SOURCE DOCUMENT –
--------

Information Architecture

Based on the background of our persona, I created 2 task analysis and wireframes for the key features of an app. Firstly adding a word to a vocabulary and secondly reorganizing the pre-created vocabulary based on individual preferences. 

Task analysis


User Goal: Add a word to a vocabulary
Entry Point: Splash screen
Success Criteria: A word is added to a users
vocabulary and displayed on homepage.


  • Open an app on a splash screen

  • Fill in login details or create an account

  • Homepage

  • Click on add a new word

  • Autofill suggestions

  • Add a meaning of a word

  • Autofill suggestions

  • Add another word or add a word to a category

  • Create a category or choose from preexisting category

  • Review a category or return to homepage


User Goal: Change how words are placed in
different categories (for example verbs, adjectives,
nouns or by labels like food, travel, design etc.)

--------

[Collected data entries]

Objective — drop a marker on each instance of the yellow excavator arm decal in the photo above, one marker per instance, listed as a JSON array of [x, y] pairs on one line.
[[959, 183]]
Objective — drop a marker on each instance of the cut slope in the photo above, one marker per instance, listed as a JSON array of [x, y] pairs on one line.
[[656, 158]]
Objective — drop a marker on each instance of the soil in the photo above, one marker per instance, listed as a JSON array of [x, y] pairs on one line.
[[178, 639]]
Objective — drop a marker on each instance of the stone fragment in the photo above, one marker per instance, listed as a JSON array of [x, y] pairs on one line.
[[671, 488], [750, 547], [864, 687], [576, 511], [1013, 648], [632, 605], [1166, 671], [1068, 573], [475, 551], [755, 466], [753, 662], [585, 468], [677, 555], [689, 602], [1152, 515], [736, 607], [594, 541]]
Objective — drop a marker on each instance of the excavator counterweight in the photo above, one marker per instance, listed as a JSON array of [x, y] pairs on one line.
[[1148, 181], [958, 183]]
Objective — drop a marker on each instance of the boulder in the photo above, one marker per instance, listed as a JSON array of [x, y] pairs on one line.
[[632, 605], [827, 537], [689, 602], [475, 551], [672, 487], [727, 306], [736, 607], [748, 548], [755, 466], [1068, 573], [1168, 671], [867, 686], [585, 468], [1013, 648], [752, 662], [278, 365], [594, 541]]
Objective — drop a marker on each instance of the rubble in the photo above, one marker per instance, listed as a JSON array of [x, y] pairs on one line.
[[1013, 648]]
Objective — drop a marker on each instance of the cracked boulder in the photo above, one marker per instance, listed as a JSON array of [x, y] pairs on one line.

--------

From the excerpt on information architecture, reproduce word for word the passage that opens with the words containing "Based on the" and closes with "displayed on homepage.".

ANSWER TO THIS TASK –
Based on the background of our persona, I created 2 task analysis and wireframes for the key features of an app. Firstly adding a word to a vocabulary and secondly reorganizing the pre-created vocabulary based on individual preferences. 

Task analysis


User Goal: Add a word to a vocabulary
Entry Point: Splash screen
Success Criteria: A word is added to a users
vocabulary and displayed on homepage.